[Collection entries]
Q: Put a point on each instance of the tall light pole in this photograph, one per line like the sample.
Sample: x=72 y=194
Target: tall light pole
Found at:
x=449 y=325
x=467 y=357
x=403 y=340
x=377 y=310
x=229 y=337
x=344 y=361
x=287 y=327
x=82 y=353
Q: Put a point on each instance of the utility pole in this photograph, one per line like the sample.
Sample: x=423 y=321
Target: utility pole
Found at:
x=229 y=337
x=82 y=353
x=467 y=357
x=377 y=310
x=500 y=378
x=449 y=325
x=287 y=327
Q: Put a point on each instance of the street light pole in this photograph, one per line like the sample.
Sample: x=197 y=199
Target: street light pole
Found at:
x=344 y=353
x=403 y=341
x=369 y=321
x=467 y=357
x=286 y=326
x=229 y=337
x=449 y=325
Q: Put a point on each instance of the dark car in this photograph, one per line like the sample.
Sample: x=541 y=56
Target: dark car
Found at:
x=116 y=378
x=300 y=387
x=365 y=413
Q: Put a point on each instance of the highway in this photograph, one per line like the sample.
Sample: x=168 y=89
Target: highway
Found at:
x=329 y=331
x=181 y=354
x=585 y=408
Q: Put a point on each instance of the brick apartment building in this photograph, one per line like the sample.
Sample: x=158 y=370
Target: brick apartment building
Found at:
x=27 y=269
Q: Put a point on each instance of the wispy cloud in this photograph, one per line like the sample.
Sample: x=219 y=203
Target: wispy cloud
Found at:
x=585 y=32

● ASSIGNMENT: Repeat the data above starting at the line with "Target: highway" and ending at its last line, exactly, with no other lines.

● THE ANSWER:
Target: highway
Found at:
x=329 y=331
x=181 y=354
x=585 y=408
Q: Put a point on each instance of the brick apartment building in this photograph, one per line like the sample.
Sample: x=158 y=370
Target: brick apartment building
Found at:
x=27 y=269
Q: Put a point on each instance of the wispy cloud in this photograph, one per line like the sample.
Sample: x=219 y=203
Target: wispy cloud
Found at:
x=585 y=32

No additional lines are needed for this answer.